**Data**.
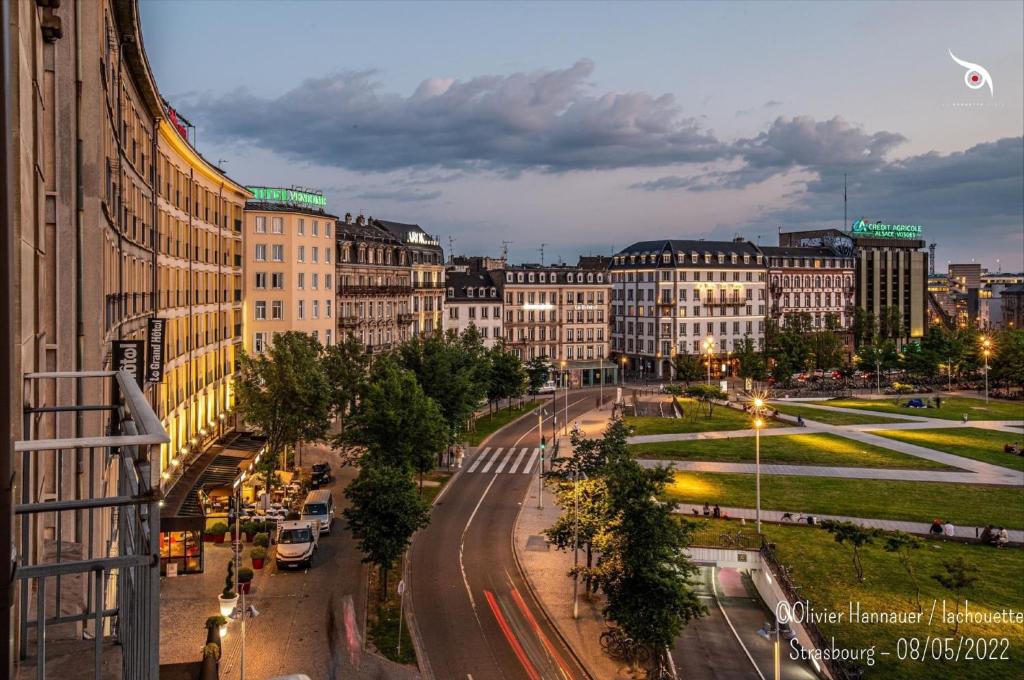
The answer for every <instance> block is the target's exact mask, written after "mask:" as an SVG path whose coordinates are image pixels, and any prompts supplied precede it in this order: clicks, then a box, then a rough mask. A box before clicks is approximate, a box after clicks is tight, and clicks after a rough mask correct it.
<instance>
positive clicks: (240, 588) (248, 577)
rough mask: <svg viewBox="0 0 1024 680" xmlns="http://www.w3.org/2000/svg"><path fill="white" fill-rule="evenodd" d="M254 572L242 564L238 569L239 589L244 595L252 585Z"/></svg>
mask: <svg viewBox="0 0 1024 680" xmlns="http://www.w3.org/2000/svg"><path fill="white" fill-rule="evenodd" d="M254 576H255V572H254V571H253V570H252V569H250V568H249V567H248V566H243V567H242V568H240V569H239V590H241V591H242V592H243V593H245V594H246V595H248V594H249V588H250V586H251V585H252V580H253V577H254Z"/></svg>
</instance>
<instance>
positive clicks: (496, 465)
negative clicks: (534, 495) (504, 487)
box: [465, 447, 541, 474]
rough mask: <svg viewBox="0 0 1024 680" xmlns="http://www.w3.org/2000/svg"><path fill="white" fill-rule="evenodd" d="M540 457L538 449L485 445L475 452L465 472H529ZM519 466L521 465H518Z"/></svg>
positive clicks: (479, 472) (540, 451) (533, 467)
mask: <svg viewBox="0 0 1024 680" xmlns="http://www.w3.org/2000/svg"><path fill="white" fill-rule="evenodd" d="M540 457H541V450H540V449H529V448H522V449H520V448H517V447H509V448H507V449H506V448H504V447H499V448H497V449H492V448H490V447H486V448H484V449H481V450H480V451H478V452H476V455H475V456H473V457H472V460H471V461H469V467H468V468H465V471H466V473H467V474H473V473H478V474H486V473H488V472H489V473H490V474H502V473H505V474H529V473H530V472H531V471H532V470H534V464H535V463H537V460H538V459H539V458H540ZM520 466H521V467H520Z"/></svg>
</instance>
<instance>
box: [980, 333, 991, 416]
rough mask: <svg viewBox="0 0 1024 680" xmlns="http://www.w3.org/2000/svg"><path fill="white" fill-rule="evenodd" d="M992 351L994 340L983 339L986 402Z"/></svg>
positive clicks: (982, 342)
mask: <svg viewBox="0 0 1024 680" xmlns="http://www.w3.org/2000/svg"><path fill="white" fill-rule="evenodd" d="M991 353H992V341H991V340H989V339H988V338H987V337H985V338H982V339H981V355H982V356H984V357H985V403H988V355H989V354H991Z"/></svg>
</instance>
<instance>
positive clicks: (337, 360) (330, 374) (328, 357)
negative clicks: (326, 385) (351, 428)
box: [321, 333, 370, 429]
mask: <svg viewBox="0 0 1024 680" xmlns="http://www.w3.org/2000/svg"><path fill="white" fill-rule="evenodd" d="M321 362H322V364H323V366H324V374H325V376H326V378H327V384H328V396H329V402H330V406H331V411H332V413H333V414H334V416H335V417H336V418H337V419H338V421H339V423H340V424H341V426H342V429H344V421H345V416H346V415H347V414H348V413H349V412H351V411H352V410H353V409H354V408H355V399H356V397H357V396H358V394H359V389H360V388H361V387H362V384H364V383H365V382H366V379H367V371H368V370H369V367H370V357H369V356H368V355H367V352H366V348H365V347H364V346H362V343H361V342H359V340H358V338H356V337H355V336H354V335H352V334H351V333H349V334H348V335H346V336H345V338H344V339H343V340H341V341H339V342H337V343H335V344H333V345H329V346H328V347H327V349H326V350H325V351H324V356H323V358H322V359H321Z"/></svg>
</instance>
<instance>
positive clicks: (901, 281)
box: [778, 219, 929, 342]
mask: <svg viewBox="0 0 1024 680" xmlns="http://www.w3.org/2000/svg"><path fill="white" fill-rule="evenodd" d="M921 232H922V228H921V227H920V226H918V225H907V224H883V223H881V222H873V223H871V222H866V221H865V220H863V219H860V220H857V221H855V222H854V223H853V225H852V226H851V228H850V230H849V231H841V230H839V229H817V230H809V231H791V232H781V233H779V237H778V238H779V246H782V247H807V246H810V247H815V246H825V247H828V248H831V249H833V250H834V251H836V253H837V254H838V255H844V256H845V255H846V254H847V253H851V254H852V255H853V257H854V262H855V265H854V269H855V285H854V286H855V288H856V292H855V296H856V301H857V305H858V306H859V307H860V308H861V309H864V310H865V311H868V312H870V313H871V314H873V315H874V317H876V318H879V317H881V316H882V314H883V313H885V312H886V311H888V310H889V309H890V308H896V309H898V310H899V317H900V324H901V328H902V330H901V335H900V337H899V340H900V341H901V342H907V341H909V340H910V339H913V338H921V337H922V336H924V334H925V331H926V329H927V328H928V318H929V315H928V252H927V251H926V250H925V245H926V244H925V242H924V240H922V239H921V238H919V237H920V236H921Z"/></svg>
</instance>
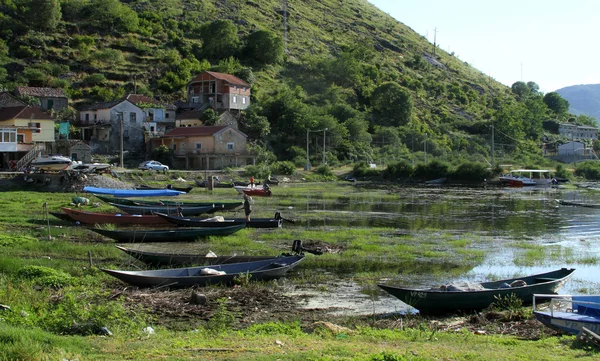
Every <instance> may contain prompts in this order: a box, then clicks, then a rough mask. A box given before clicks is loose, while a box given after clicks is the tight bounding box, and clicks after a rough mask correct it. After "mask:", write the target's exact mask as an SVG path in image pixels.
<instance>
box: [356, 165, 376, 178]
mask: <svg viewBox="0 0 600 361" xmlns="http://www.w3.org/2000/svg"><path fill="white" fill-rule="evenodd" d="M352 173H353V174H354V176H355V177H376V176H378V175H380V174H381V171H379V170H378V169H375V168H369V165H368V164H367V162H358V163H355V164H354V166H353V167H352Z"/></svg>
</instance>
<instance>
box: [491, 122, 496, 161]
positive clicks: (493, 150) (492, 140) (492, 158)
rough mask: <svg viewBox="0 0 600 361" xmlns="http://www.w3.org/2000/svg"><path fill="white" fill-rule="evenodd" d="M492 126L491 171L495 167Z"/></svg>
mask: <svg viewBox="0 0 600 361" xmlns="http://www.w3.org/2000/svg"><path fill="white" fill-rule="evenodd" d="M494 153H495V151H494V125H493V124H492V171H493V170H494V167H495V164H496V162H495V160H494Z"/></svg>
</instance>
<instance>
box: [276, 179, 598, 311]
mask: <svg viewBox="0 0 600 361" xmlns="http://www.w3.org/2000/svg"><path fill="white" fill-rule="evenodd" d="M361 192H372V190H370V189H358V188H355V187H352V188H349V191H348V192H346V193H345V195H344V196H343V197H340V198H338V199H329V198H325V199H323V198H317V197H315V198H314V199H313V198H311V197H309V199H308V200H307V202H306V204H305V205H301V206H298V207H293V206H291V207H289V208H290V209H289V210H288V211H286V213H290V212H291V213H297V214H300V215H301V217H299V218H298V222H297V224H296V225H295V227H323V226H324V227H392V228H395V229H398V230H402V231H406V232H427V231H428V230H431V229H435V230H436V232H446V233H452V234H459V235H460V234H461V233H465V234H470V235H473V234H475V235H477V236H478V237H476V238H477V239H479V240H480V241H479V243H477V244H475V245H474V246H475V247H478V248H481V249H483V250H485V254H486V258H485V260H484V261H483V262H482V263H481V264H480V265H478V266H476V267H475V268H473V269H471V270H470V271H468V272H467V273H465V274H464V275H462V276H461V277H460V279H446V280H439V279H436V280H429V281H427V280H425V281H423V280H418V282H421V283H420V284H408V285H409V286H415V287H420V286H422V287H430V286H439V285H440V284H441V283H440V281H443V283H447V282H451V281H459V280H468V281H472V282H478V281H485V280H489V279H490V278H495V279H498V278H511V277H519V276H523V275H528V274H535V273H541V272H545V271H549V270H553V269H557V268H561V267H566V268H575V269H576V270H577V271H576V272H575V274H574V276H573V278H572V280H571V281H569V282H568V283H567V284H566V285H565V286H564V287H563V288H562V289H561V291H560V293H562V294H571V293H572V294H579V293H596V294H597V293H600V261H599V259H600V223H599V221H600V209H597V208H589V207H579V206H564V205H559V203H558V202H557V201H556V200H557V199H561V200H568V201H576V202H585V203H590V204H600V192H598V191H596V190H591V189H589V188H586V189H573V188H569V189H567V188H498V187H490V188H483V187H480V188H467V187H404V188H396V189H394V190H393V191H389V190H387V191H383V190H382V191H381V193H380V196H378V195H377V192H375V193H374V194H373V196H372V197H368V198H365V197H364V196H361V194H360V193H361ZM389 192H393V193H394V195H395V196H396V197H394V198H393V199H392V200H390V197H389ZM385 193H388V196H383V195H382V194H385ZM273 202H276V201H275V199H273ZM515 242H520V243H523V244H526V245H535V246H536V247H539V246H541V247H548V249H549V252H548V253H552V252H554V253H556V252H557V251H556V250H560V251H559V252H560V254H564V255H565V256H564V257H562V256H560V255H559V256H554V257H547V258H548V259H545V260H544V261H543V262H541V263H542V264H537V263H536V265H535V266H531V267H529V266H519V265H516V264H515V261H514V260H515V252H522V251H523V249H522V248H519V247H515V246H514V244H515ZM383 281H385V280H383ZM406 281H407V283H410V280H408V279H407V280H406ZM423 282H425V283H427V282H430V283H431V284H422V283H423ZM333 287H334V288H336V287H338V288H339V292H336V293H337V294H338V295H341V294H348V295H350V296H349V299H348V302H347V304H348V305H350V304H351V303H352V301H351V300H352V299H353V298H354V302H355V303H356V304H357V305H358V304H361V303H364V305H362V306H356V305H355V306H348V307H355V310H356V307H360V309H361V310H363V311H365V312H366V313H372V312H373V311H374V310H377V313H380V312H393V311H396V310H399V309H402V308H403V307H404V306H403V304H402V303H401V302H399V301H397V302H396V301H394V300H393V297H385V296H382V297H380V298H378V299H377V300H374V299H373V297H369V296H366V295H362V296H361V294H360V292H358V291H356V288H357V287H356V285H354V284H352V282H347V281H341V282H340V283H339V284H338V285H334V286H333ZM353 290H354V291H353ZM306 292H309V291H308V290H307V291H306ZM334 292H335V291H334ZM329 298H331V297H329ZM390 298H391V299H390ZM336 301H337V304H338V305H340V304H346V303H344V302H342V301H343V300H342V299H340V298H336ZM327 302H328V297H327V296H326V295H321V296H318V295H313V297H311V298H310V300H308V301H307V306H306V307H308V308H314V307H317V305H325V304H327Z"/></svg>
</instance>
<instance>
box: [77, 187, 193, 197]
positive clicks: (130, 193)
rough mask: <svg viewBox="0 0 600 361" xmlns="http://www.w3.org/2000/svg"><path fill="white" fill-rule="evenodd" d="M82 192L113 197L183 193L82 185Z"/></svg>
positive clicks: (154, 190) (140, 196)
mask: <svg viewBox="0 0 600 361" xmlns="http://www.w3.org/2000/svg"><path fill="white" fill-rule="evenodd" d="M83 191H84V192H88V193H93V194H94V195H96V194H105V195H111V196H113V197H171V196H178V195H180V194H185V192H180V191H176V190H174V189H144V190H139V189H114V188H101V187H90V186H86V187H83Z"/></svg>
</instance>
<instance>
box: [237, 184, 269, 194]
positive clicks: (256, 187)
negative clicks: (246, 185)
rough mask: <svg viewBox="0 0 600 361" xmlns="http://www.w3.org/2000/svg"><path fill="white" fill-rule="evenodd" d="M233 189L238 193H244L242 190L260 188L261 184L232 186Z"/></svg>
mask: <svg viewBox="0 0 600 361" xmlns="http://www.w3.org/2000/svg"><path fill="white" fill-rule="evenodd" d="M233 189H235V190H236V191H237V192H238V193H239V194H244V191H252V190H262V189H263V186H262V185H256V184H255V185H254V186H250V185H247V186H234V187H233Z"/></svg>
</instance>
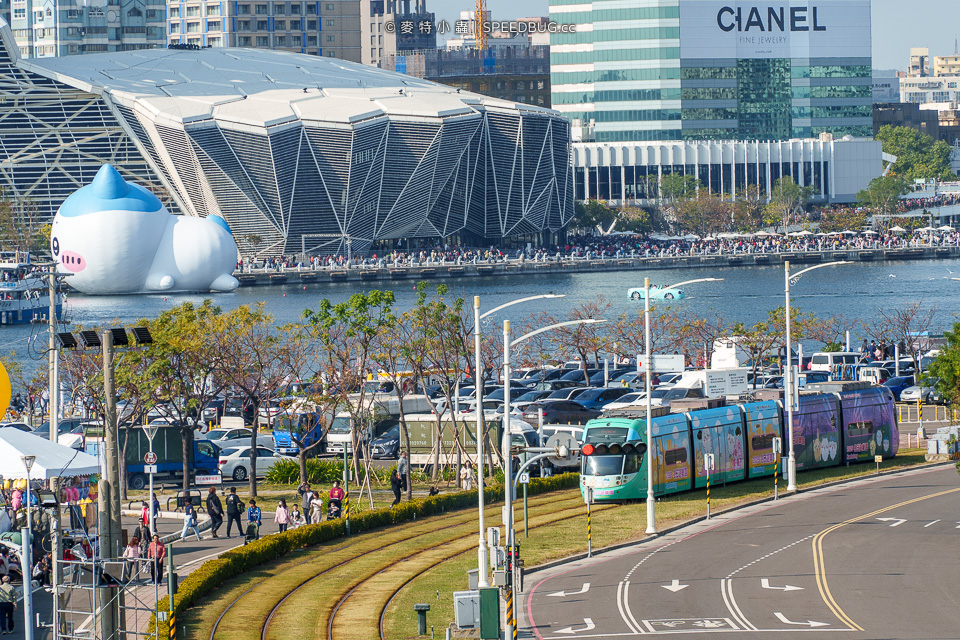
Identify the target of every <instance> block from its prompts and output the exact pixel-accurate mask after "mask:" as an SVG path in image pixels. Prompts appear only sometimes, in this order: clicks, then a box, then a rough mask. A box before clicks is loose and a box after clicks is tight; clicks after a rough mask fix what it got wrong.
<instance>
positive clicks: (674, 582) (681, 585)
mask: <svg viewBox="0 0 960 640" xmlns="http://www.w3.org/2000/svg"><path fill="white" fill-rule="evenodd" d="M660 586H661V587H663V588H664V589H666V590H667V591H673V592H674V593H676V592H677V591H680V590H681V589H686V588H687V587H689V586H690V585H688V584H680V581H679V580H677V579H676V578H674V579H673V582H671V583H670V584H662V585H660Z"/></svg>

**Task objective**. Print only the lines from the first line of the data above through the one containing "457L538 449L485 445L475", exactly as they are, with pictures omitted.

**Response box**.
The answer for every <instance> block is the target's exact mask, written after "mask:" as an SVG path whose coordinates are image pixels, and any prompts supplied precede it in this order: clicks, then a box, then a rough mask. A box before clicks is approximate, a box after clicks is tight, and clicks after a rough mask correct it.
<instance>
positive clicks: (240, 588) (248, 577)
rough mask: <svg viewBox="0 0 1024 680" xmlns="http://www.w3.org/2000/svg"><path fill="white" fill-rule="evenodd" d="M254 572L242 564L238 569L239 589L244 595L252 585Z"/></svg>
mask: <svg viewBox="0 0 1024 680" xmlns="http://www.w3.org/2000/svg"><path fill="white" fill-rule="evenodd" d="M254 576H255V572H254V571H253V570H252V569H250V568H249V567H248V566H243V567H242V568H240V569H239V590H241V591H242V592H243V593H245V594H246V595H248V594H249V588H250V586H251V585H252V580H253V577H254Z"/></svg>
</instance>
<instance>
positive clicks: (496, 465)
negative clicks: (534, 495) (504, 487)
box: [465, 447, 541, 474]
rough mask: <svg viewBox="0 0 1024 680" xmlns="http://www.w3.org/2000/svg"><path fill="white" fill-rule="evenodd" d="M540 457L538 449L485 445L475 452L465 472H529ZM519 466L521 465H518Z"/></svg>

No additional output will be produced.